#### Dados a usar

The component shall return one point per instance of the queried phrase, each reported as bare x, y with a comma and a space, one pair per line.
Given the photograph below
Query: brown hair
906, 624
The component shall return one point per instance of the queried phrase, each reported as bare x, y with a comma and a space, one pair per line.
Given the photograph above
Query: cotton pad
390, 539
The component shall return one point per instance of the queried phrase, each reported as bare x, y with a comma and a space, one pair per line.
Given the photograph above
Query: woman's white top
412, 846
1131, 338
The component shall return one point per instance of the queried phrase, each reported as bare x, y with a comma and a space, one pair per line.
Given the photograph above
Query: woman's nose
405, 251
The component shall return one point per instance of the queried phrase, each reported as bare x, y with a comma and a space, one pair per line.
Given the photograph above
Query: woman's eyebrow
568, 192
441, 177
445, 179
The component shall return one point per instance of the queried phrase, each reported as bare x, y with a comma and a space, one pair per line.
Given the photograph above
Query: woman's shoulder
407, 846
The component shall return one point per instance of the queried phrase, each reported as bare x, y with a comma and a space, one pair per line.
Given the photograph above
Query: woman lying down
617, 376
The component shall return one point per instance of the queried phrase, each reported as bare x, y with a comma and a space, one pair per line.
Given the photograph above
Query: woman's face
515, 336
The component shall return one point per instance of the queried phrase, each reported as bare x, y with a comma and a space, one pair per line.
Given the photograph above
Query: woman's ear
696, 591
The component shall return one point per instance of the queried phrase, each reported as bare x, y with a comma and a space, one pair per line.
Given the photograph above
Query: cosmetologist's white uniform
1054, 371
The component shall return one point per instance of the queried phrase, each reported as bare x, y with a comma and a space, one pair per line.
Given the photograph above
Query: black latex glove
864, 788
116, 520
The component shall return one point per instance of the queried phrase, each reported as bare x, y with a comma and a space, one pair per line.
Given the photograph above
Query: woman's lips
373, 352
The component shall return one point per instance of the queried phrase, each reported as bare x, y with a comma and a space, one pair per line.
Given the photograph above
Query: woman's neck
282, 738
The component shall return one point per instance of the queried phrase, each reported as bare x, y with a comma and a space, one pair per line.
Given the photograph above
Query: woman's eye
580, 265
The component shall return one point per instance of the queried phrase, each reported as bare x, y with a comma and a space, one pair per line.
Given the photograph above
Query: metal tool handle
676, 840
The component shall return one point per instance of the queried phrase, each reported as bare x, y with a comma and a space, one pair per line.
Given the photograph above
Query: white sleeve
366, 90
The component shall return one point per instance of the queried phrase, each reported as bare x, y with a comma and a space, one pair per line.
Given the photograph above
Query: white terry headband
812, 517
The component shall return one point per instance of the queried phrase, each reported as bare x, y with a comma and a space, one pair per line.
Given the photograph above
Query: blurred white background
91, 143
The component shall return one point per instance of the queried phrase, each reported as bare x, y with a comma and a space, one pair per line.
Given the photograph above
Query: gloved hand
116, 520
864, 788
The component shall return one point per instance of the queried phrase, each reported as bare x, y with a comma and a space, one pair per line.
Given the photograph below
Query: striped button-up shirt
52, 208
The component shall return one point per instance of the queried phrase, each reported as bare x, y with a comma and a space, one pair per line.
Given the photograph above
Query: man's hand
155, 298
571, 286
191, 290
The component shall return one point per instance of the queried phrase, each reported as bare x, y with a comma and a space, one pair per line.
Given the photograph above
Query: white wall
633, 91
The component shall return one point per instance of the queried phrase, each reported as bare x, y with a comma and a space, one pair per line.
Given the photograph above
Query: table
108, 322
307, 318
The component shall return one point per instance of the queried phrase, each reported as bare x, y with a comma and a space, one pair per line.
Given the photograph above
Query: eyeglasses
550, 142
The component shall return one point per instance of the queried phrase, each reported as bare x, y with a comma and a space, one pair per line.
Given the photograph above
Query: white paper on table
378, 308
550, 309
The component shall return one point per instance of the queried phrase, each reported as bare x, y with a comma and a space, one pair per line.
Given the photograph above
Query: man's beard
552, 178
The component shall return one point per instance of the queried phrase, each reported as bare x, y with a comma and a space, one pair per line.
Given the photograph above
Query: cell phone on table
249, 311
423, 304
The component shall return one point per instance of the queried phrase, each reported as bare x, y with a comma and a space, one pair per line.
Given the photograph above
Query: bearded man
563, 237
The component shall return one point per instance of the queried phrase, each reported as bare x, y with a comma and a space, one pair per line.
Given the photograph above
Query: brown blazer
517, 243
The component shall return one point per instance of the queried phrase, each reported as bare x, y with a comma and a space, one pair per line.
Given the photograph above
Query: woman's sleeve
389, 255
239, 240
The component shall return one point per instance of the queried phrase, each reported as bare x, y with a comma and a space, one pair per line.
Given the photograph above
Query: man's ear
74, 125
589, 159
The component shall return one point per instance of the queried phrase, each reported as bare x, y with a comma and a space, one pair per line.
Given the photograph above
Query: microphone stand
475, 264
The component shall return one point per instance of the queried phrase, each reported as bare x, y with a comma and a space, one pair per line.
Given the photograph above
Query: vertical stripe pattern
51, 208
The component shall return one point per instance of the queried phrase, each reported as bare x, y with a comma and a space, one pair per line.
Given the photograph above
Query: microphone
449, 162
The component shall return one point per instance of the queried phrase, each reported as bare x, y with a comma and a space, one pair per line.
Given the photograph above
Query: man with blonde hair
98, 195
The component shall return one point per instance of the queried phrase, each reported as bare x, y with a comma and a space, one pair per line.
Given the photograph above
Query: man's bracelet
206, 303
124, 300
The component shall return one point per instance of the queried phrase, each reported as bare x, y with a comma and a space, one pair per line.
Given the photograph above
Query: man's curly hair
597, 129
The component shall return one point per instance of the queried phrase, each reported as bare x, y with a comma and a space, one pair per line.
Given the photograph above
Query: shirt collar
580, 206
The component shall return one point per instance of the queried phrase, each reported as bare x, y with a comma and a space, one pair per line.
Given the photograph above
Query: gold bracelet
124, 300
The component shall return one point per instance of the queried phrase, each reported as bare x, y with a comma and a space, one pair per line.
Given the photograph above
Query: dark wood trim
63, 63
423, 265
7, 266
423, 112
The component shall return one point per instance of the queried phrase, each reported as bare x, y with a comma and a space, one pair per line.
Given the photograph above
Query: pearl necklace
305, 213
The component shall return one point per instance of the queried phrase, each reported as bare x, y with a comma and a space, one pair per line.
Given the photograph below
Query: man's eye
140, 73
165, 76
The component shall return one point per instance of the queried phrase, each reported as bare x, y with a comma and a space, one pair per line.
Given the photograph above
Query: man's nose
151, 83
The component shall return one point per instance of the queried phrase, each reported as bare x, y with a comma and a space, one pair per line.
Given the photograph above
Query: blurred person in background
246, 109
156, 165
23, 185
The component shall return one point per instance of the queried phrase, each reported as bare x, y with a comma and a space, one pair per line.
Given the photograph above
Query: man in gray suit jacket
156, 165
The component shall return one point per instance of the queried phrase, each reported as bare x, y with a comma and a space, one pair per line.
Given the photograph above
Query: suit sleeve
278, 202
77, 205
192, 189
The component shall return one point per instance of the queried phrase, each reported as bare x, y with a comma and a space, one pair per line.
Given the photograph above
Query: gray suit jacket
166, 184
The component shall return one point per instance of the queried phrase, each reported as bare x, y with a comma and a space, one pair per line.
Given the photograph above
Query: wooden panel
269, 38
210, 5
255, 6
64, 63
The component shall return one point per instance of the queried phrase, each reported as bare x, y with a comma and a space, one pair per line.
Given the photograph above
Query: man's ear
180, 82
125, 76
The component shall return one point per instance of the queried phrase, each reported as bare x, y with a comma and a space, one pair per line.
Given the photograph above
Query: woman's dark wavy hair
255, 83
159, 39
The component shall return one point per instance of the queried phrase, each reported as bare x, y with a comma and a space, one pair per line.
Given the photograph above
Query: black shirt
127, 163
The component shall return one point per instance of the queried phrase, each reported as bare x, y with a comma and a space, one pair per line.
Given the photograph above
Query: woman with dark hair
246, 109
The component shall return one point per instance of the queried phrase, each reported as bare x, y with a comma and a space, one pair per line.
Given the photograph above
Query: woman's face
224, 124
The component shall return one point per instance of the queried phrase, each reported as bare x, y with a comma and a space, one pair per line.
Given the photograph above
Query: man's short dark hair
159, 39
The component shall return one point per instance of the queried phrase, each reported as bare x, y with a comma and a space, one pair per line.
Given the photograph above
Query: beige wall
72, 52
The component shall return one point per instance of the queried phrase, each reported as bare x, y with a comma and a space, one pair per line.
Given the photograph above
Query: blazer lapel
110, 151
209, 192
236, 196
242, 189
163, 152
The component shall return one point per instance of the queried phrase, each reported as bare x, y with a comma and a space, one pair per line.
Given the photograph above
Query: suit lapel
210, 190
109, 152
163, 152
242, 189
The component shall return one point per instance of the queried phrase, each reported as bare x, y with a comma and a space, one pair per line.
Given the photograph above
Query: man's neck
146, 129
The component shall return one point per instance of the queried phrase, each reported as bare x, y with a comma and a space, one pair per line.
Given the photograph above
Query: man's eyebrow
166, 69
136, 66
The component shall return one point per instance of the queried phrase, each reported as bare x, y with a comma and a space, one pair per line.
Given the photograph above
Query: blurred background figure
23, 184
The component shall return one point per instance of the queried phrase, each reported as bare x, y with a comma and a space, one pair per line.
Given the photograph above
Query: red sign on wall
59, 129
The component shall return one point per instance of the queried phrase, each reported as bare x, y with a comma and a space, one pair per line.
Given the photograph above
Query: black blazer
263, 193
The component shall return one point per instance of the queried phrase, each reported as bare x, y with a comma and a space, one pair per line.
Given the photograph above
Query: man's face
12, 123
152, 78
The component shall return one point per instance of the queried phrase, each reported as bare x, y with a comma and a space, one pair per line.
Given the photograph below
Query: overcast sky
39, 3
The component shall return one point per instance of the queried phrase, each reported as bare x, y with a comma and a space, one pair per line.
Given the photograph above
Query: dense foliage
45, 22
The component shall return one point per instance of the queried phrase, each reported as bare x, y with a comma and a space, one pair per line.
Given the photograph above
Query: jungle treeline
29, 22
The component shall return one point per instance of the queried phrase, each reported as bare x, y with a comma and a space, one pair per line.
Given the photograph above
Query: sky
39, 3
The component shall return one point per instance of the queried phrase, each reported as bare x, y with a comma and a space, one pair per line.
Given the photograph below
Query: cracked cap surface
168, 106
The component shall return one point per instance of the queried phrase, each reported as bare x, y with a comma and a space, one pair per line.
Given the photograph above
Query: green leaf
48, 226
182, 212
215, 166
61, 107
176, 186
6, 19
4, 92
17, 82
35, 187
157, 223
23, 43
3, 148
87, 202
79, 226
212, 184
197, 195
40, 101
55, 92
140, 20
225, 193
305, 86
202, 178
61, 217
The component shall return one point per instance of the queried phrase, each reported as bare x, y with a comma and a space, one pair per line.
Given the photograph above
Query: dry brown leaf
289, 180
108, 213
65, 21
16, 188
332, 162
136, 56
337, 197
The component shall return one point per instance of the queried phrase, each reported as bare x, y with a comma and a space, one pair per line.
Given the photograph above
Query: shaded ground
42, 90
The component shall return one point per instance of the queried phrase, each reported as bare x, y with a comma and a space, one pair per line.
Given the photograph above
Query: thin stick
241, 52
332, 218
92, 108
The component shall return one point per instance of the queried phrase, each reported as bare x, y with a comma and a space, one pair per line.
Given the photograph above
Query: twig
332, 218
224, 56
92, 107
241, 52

########

# Suas instruções
Encontre nos dados acima todas as linhas que contêm a palavra "bracelet" e copie cada uma delas.

# Resposta
Query: man's bracelet
Query: gold bracelet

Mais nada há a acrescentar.